## Provided material
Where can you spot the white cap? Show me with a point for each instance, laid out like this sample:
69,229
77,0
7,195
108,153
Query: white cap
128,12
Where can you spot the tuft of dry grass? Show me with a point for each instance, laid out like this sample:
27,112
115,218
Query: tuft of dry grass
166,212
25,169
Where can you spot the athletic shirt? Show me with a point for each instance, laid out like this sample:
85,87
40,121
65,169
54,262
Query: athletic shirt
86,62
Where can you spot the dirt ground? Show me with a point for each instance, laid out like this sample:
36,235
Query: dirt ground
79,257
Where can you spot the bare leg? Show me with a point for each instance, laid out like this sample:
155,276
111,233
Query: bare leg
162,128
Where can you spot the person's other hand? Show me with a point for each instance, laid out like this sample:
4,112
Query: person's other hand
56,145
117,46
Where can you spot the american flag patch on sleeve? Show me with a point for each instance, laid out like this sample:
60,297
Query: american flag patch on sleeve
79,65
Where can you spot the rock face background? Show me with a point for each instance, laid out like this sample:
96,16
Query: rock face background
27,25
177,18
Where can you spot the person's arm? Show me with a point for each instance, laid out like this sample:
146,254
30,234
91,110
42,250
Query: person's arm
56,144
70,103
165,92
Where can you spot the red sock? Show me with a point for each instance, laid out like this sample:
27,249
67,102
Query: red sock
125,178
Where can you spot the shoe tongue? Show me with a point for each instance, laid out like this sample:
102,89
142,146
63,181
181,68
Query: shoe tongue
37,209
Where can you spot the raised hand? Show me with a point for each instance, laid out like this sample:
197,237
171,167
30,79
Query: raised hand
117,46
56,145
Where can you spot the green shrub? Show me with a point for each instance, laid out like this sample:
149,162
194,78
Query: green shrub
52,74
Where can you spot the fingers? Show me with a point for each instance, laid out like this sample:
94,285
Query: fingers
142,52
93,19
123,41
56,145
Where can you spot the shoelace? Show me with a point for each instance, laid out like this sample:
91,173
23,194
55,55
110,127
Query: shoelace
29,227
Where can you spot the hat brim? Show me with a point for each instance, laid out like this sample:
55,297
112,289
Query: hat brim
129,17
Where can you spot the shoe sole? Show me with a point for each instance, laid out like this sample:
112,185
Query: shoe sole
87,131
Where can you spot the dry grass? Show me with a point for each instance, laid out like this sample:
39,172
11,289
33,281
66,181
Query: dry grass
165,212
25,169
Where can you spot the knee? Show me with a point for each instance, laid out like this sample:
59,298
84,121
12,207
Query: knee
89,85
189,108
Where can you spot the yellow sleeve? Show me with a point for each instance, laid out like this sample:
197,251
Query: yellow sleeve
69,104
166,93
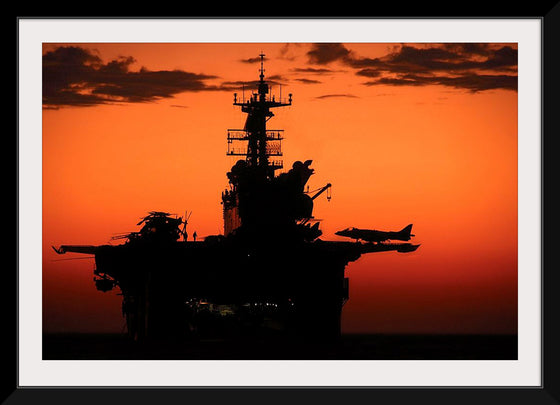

## Stated problem
State how many lines in the items above contain the string "person", treating uppercase and lowercase as distinct. Reply with the number alone.

## Result of the exercise
4